Task requirements:
a) In the vector exercise, what coordinates are given for point D?
b) Reproduce the vector exercise word for word, everything from "Point C (k , 12" down to "of triangle OCD.".

Show that $\mathop {{\text{AB}}}\limits^ \to = \left( \begin{gathered} \,6 \hfill \\ \,8 \hfill \\ - 5 \hfill \\ \end{gathered} \right)$

Find a vector equation for L.

Point C (k , 12 , −k) is on L. Show that k = 14.

Find $\mathop {{\text{OB}}}\limits^ \to  \, \bullet \mathop {{\text{AB}}}\limits^ \to$.

Write down the value of angle OBA.

Point D is also on L and has coordinates (8, 4, −9).

Find the area of triangle OCD.

correct approach       A1

eg   $\mathop {{\text{AO}}}\limits^ \to \,\, + \,\,\mathop {{\text{OB}}}\limits^ \to ,\,\,\,{\text{B}} - {\text{A}}\,{\text{, }}\,\left( \begin{gathered} \,\,2 \hfill \\ - 4 \hfill \\ - 4 \hfill \\ \end{gathered} \right) - \left( \begin{gathered} \, - 4 \hfill \\ - 12 \hfill \\ \,\,\,1 \hfill \\ \end{gathered} \right)$

$\mathop {{\text{AB}}}\limits^ \to = \left( \begin{gathered} \,6 \hfill \\ \,8 \hfill \\ - 5 \hfill \\  \end{gathered} \right)$     AG  N0

[1 mark]

any correct equation in the form r = a + tb (any parameter for t)      A2 N2

where a is $\left( \begin{gathered} \,\,2 \hfill \\ - 4 \hfill \\ - 4 \hfill \\ \end{gathered} \right)$ or $\left( \begin{gathered} \, - 4 \hfill \\ - 12 \hfill \\ \,\,\,1 \hfill \\ \end{gathered} \right)$ and b is a scalar multiple of $\left( \begin{gathered} \,6 \hfill \\ \,8 \hfill \\ - 5 \hfill \\ \end{gathered} \right)$

eg  r $= \left( \begin{gathered} \, - 4 \hfill \\ - 12 \hfill \\ \,\,\,1 \hfill \\ \end{gathered} \right) + t\left( \begin{gathered} \,6 \hfill \\ \,8 \hfill \\ - 5 \hfill \\ \end{gathered} \right),\,\,\left( {x,\,\,y,\,\,z} \right) = \left( {2,\,\, - 4,\,\, - 4} \right) + t\left( {6,\,\,8,\,\, - 5} \right),$ r $= \left( \begin{gathered} \, - 4 + 6t \hfill \\ - 12 + 8t \hfill \\ \,\,\,1 - 5t \hfill \\ \end{gathered} \right)$

Note: Award A1 for the form a + tb, A1 for the form L = a + tb, A0 for the form r = b + ta.

Records provided:
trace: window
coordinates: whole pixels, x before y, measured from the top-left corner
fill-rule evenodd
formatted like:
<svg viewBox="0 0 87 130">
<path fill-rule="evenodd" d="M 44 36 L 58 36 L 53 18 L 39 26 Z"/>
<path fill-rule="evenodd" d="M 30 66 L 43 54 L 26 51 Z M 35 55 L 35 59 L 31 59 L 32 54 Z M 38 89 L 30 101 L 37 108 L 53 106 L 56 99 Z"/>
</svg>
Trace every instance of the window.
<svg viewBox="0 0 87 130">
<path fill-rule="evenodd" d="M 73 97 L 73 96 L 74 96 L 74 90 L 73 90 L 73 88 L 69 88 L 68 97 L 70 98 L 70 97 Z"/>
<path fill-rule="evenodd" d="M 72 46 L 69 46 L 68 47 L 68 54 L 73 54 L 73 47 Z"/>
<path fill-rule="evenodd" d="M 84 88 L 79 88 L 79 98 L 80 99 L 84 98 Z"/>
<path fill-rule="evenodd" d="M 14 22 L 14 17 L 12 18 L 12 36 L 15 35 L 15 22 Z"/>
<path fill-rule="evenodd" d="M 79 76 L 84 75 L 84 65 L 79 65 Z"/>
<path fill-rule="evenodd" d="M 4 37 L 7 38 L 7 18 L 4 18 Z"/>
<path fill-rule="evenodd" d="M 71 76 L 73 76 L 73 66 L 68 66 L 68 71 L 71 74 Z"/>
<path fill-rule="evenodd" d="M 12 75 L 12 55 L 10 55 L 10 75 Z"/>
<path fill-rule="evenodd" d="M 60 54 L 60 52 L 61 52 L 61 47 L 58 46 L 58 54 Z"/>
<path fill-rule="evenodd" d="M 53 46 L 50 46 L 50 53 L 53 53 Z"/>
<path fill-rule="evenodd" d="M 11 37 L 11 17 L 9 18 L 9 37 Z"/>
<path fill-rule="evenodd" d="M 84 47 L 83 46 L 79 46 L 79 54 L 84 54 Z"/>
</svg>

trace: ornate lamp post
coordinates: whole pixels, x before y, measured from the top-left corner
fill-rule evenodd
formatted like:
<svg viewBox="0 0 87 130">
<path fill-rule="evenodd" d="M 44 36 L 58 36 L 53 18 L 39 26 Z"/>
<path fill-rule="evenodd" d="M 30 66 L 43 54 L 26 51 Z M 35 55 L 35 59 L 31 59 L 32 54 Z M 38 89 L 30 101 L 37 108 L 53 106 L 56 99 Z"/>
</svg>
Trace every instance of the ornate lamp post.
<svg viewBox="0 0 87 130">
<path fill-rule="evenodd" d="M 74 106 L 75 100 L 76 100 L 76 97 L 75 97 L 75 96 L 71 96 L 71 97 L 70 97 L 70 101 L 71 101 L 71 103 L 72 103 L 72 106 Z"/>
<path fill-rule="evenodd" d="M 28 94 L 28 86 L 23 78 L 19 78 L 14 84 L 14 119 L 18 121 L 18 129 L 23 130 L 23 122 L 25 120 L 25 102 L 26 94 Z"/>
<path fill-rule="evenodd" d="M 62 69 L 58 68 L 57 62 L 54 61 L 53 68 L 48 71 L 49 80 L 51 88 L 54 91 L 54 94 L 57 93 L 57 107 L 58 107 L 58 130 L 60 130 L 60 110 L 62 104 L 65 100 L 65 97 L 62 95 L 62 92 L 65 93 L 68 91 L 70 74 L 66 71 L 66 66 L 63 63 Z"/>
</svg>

List of solutions:
a) (8, 4, −9)

b)
Point C (k , 12 , −k) is on L. Show that k = 14.

Find $\mathop {{\text{OB}}}\limits^ \to  \, \bullet \mathop {{\text{AB}}}\limits^ \to$.

Write down the value of angle OBA.

Point D is also on L and has coordinates (8, 4, −9).

Find the area of triangle OCD.